ARBEITSAUFTRÄGE:
A) Prüfen Sie, ob die Aussagen (i) bis (iii) mit dem Lesetext übereinstimmen. Antworten Sie jeweils mit Ja oder Nein und zitieren Sie die entscheidende Stelle wörtlich. (i) Am Haus des zitierten Freundes wird gebaut. (ii) In Sevilla ist morgens um halb 8 bereits viel Lärm zu hören. (iii) Der Autor hat bereits früher erzählt, wie sich das Leben in Sevilla anhört.
B) Führen Sie den Lesetext über die Geräusche Sevillas im Anschluss an seinen letzten Satz fort.

LESETEXT:
──────────────────────────────
Montag, 18. April 2011

Sevillanische Melodien und emsige Schlagbohrer

Soviel habe ich euch schon über Essen, Orangenduft, Hitze und atemberaubende Landschaften erzählt und auf diesem Wege versucht virtuell eure Sinne zu stimulieren. Geschmack, Geruch, Gefühl, Sehvermögen. Und urplötzlich fällt es mir wie Oropax von den Ohren! Nie habe ich mit euch geteilt, wonach sich das sevillanische Leben anhört! Zu verdanken habe ich diesen Geistesblitz - oder um in der Welt des Gehörs zu bleiben Geistesdonner - einer Nachricht meines Amigos Ändi Z., den ich an dieser Stelle gerne zitieren möchte:  "An unserem Haus wird gerade gebaut. Manchmal, wenn ich um halb 8 morgens vom lieblichen Geschnatter des emsigen Schlagbohrers geweckt werde, stelle ich mir vor, ich sei auch in Sevilla. Die kurze Illiusion, es könnten einfach südspanische Nachbarn sein, die sich da am Frühstückstisch unterhalten, lässt das ganze weniger bedrohlich erscheinen." (Z., Ä., Trier, 2010) Wunderschöner Vergleich, da kniet man als bemühter Blogschreiber ja vor nieder, aber klingt das Leben hier wirklich wie ein emsiger Schlagbohrer (ganz abgesehen davon, dass hier morgens um halb 8 noch gar nichts klingt, außer vielleicht ein übereifriger Wecker oder das ambitionierte Schnarchen des dicken, noch besoffenen Nachbarn) oder ist es der passionierte Flamenco, der die Geräuschkulisse der Stadt prägt? Ich wills euch erzählen... und bevor ihr anfangt zu lesen, ladet doch bitte mal diesen Link um zusätzlcih zum Lesen auditiv erfahren, wie sich der sevillanische Frühling anfühlt....
──────────────────────────────
DATENSATZ:
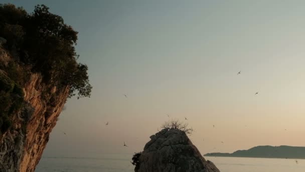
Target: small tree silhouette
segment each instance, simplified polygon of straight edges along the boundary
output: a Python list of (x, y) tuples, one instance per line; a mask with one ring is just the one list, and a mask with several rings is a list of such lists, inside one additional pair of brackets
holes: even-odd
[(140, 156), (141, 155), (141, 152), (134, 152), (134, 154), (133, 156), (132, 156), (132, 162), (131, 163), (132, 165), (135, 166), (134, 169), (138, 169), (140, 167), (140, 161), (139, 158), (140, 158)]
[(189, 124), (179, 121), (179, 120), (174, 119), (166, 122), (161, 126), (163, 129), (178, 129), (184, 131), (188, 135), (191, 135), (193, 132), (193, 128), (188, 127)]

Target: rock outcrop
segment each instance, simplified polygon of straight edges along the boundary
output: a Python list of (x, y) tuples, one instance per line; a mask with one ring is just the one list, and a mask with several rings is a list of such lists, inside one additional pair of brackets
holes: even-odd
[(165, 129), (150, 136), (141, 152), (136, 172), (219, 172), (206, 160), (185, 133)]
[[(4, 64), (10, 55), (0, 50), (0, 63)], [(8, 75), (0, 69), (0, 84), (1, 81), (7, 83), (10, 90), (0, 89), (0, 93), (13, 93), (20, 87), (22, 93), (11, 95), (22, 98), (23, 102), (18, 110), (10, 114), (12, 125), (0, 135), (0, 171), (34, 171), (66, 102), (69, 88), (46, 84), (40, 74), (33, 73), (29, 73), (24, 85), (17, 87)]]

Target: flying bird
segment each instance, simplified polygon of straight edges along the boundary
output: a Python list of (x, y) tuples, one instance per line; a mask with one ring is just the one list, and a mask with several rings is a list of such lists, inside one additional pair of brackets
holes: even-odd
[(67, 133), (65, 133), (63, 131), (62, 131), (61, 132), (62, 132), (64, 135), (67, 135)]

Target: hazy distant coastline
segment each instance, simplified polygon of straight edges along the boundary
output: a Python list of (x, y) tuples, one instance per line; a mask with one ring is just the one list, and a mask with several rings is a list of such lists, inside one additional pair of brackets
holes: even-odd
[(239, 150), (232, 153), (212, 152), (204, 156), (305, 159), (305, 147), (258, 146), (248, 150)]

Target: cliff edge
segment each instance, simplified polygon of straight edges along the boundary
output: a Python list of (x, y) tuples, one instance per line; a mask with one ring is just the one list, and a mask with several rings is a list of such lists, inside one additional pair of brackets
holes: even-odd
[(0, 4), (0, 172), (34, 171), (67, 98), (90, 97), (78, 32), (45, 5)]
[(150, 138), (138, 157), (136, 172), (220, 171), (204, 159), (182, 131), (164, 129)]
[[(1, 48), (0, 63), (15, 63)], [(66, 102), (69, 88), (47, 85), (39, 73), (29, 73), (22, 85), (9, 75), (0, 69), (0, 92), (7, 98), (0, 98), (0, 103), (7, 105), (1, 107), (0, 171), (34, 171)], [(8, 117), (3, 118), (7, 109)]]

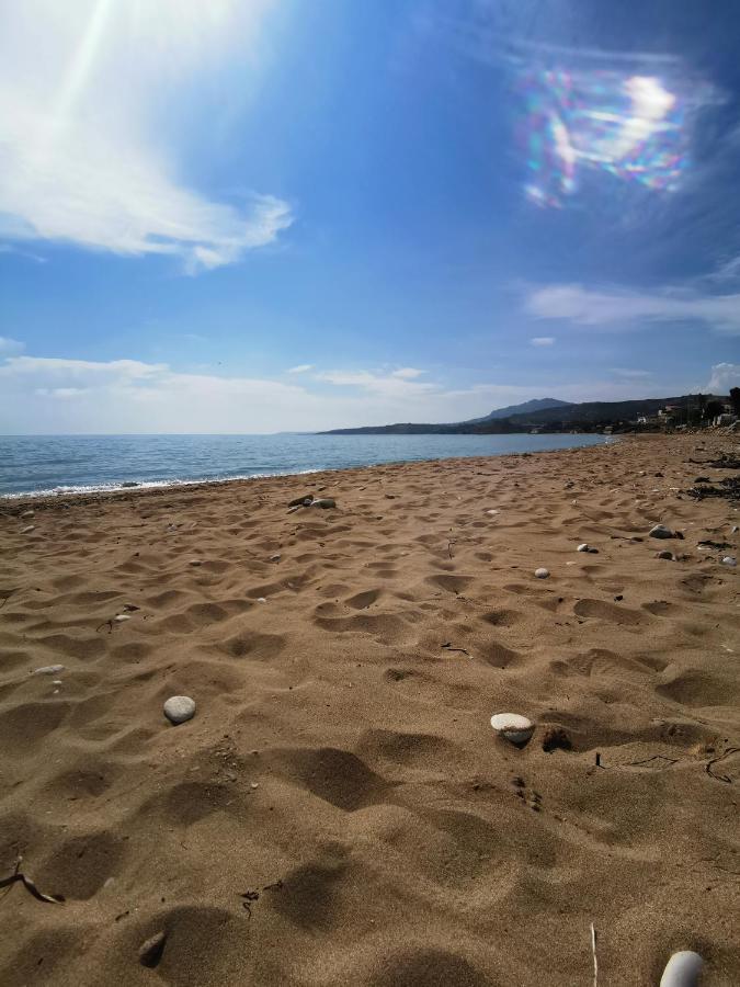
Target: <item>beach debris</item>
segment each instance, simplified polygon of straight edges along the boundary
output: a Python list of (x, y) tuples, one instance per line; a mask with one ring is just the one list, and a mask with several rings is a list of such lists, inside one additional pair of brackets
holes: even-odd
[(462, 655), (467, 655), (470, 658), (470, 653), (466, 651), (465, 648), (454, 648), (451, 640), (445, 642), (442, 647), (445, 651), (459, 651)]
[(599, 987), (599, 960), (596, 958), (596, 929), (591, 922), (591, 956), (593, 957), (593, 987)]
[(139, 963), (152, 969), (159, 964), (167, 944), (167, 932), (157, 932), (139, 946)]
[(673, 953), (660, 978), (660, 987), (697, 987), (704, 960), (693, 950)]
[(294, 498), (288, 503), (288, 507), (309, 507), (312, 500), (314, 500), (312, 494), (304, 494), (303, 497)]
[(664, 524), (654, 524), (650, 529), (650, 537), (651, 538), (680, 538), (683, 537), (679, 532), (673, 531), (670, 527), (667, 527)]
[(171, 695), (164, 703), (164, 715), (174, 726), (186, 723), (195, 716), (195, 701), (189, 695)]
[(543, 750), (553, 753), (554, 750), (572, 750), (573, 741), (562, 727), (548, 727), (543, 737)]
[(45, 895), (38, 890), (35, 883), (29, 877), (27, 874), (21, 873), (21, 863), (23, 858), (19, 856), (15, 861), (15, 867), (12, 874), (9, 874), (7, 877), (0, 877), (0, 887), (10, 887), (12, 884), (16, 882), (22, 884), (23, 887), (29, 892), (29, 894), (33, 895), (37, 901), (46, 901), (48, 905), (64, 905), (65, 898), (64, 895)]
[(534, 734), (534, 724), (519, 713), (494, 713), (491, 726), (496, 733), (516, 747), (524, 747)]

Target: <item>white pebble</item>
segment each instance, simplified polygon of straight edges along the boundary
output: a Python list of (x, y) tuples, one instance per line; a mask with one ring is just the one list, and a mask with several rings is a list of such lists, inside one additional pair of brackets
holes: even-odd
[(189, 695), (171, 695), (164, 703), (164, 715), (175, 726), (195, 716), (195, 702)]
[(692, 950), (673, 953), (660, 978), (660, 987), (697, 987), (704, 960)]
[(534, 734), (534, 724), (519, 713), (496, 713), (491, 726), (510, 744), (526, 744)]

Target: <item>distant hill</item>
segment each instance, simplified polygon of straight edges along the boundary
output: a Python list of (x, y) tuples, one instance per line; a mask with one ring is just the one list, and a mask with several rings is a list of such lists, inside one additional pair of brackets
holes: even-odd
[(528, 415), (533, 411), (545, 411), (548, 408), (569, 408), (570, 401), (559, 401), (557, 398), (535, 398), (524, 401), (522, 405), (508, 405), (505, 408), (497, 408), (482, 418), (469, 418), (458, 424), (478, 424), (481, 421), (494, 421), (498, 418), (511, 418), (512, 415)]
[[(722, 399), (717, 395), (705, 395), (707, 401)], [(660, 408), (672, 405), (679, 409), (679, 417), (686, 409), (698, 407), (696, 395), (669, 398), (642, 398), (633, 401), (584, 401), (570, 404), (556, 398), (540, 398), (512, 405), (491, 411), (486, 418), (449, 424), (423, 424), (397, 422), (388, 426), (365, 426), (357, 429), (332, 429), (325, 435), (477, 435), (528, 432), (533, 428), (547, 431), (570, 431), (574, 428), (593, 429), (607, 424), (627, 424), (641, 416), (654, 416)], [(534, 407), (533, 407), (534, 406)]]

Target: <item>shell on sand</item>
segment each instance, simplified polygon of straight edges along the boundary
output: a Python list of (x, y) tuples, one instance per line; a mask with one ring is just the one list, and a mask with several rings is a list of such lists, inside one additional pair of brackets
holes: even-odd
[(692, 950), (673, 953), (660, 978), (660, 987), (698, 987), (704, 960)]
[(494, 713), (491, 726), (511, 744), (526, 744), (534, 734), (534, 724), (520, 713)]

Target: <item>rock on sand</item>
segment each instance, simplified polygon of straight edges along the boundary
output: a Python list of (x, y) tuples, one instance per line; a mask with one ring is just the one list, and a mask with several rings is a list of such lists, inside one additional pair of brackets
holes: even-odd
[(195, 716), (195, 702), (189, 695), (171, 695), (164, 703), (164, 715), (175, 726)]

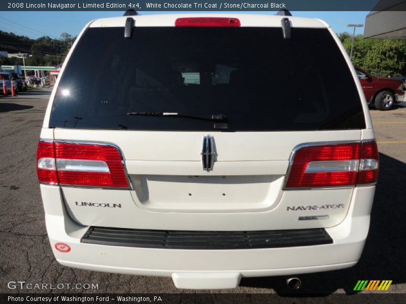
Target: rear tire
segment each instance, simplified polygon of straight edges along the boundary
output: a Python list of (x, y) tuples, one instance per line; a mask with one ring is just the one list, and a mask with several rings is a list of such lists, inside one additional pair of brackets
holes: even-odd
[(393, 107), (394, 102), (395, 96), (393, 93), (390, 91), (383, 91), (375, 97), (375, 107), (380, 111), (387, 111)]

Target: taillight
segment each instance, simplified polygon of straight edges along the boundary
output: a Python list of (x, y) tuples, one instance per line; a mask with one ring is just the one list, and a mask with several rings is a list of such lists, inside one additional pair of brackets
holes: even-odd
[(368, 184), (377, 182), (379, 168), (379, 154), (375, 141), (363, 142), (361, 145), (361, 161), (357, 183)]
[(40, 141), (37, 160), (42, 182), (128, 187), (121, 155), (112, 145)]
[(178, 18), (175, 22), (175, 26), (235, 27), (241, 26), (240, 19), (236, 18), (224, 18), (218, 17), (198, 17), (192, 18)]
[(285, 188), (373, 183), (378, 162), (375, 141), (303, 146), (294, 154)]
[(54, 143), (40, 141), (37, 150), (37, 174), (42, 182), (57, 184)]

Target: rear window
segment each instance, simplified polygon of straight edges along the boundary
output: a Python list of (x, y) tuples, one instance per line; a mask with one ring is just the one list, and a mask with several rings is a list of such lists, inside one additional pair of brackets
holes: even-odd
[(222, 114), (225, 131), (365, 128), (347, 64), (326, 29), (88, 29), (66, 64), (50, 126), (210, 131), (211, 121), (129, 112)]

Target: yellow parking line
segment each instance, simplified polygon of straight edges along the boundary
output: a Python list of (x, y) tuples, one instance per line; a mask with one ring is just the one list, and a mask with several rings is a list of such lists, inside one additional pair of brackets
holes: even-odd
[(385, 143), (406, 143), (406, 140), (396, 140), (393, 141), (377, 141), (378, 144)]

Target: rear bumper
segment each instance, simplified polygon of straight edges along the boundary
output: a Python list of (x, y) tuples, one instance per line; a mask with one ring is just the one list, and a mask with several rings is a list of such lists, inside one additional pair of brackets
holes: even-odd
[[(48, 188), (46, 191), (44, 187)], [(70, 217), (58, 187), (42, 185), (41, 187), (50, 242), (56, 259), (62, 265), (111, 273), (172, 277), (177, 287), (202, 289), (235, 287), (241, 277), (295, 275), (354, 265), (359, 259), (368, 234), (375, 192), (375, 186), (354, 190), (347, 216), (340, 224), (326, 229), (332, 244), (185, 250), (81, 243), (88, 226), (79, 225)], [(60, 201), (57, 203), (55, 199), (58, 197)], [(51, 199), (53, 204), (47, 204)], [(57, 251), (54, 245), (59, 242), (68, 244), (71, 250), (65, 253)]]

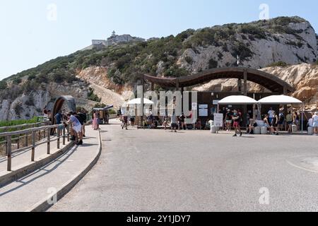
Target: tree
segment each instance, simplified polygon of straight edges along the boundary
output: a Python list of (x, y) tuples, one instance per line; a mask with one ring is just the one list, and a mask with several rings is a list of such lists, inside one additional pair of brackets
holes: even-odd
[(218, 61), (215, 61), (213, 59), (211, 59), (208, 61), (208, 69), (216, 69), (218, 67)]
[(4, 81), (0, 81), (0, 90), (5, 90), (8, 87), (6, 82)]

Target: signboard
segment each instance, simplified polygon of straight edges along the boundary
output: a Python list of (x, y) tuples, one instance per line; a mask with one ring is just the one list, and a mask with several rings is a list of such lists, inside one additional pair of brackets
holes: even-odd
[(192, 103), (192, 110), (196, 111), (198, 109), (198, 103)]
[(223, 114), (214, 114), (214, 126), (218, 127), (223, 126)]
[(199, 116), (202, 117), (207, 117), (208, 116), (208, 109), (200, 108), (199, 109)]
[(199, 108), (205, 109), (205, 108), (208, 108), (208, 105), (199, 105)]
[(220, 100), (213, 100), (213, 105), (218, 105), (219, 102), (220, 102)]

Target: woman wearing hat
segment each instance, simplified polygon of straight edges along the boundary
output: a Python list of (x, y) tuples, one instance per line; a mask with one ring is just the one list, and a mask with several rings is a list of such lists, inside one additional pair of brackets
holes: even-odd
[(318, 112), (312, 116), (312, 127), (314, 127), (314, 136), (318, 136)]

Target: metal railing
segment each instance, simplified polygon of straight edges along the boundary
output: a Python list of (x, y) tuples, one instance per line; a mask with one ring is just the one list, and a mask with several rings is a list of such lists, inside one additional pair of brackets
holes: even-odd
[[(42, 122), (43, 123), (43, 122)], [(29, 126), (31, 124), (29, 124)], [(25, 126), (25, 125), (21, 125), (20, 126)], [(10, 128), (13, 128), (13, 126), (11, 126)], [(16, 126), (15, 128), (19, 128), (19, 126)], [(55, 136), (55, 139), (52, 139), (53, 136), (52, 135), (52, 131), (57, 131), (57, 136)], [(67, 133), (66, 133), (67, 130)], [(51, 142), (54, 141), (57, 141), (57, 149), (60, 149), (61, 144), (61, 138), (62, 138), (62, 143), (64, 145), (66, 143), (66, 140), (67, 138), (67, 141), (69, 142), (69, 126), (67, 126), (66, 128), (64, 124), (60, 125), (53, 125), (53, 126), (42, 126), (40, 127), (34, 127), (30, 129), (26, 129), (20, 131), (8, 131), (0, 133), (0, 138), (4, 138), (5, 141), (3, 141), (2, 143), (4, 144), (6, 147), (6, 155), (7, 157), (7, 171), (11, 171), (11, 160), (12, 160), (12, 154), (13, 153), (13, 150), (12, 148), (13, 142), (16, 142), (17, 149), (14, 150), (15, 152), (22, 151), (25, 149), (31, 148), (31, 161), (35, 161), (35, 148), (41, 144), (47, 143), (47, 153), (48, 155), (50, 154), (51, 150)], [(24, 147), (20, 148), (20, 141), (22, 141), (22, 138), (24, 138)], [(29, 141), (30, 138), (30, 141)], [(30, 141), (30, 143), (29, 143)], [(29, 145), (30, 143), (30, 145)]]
──────────────────────────────
LÖSUNGEN:
A)
(i) Ja: „An unserem Haus wird gerade gebaut.“
(ii) Nein: „dass hier morgens um halb 8 noch gar nichts klingt“
(iii) Nein: „Nie habe ich mit euch geteilt, wonach sich das sevillanische Leben anhört!“

B)
Wie beschreibt man also die Geräusche einer Stadt? Nach geographischen Gesichtspunketen?
Nach Vierteln: Im Norden wird scharf geschossen, im Süden brettern die LKW auf der Autobahn vorbei. Im Osten versucht man mit jedermenge kreischender Maschinerie verzweifelt weiter das U-Bahn Netz auszubauen, das Urviertel Triana im Westen wird vom fröhlichen Flamencogeklatsche beschallt. Und im Zentrum? Ja, im Zentrum wird nicht scharf geschossen, sondern scharf gesoffen - das führt dann auch iregndwann zu einem Gewissen Geräuschpegel. Nee, reicht mir nicht.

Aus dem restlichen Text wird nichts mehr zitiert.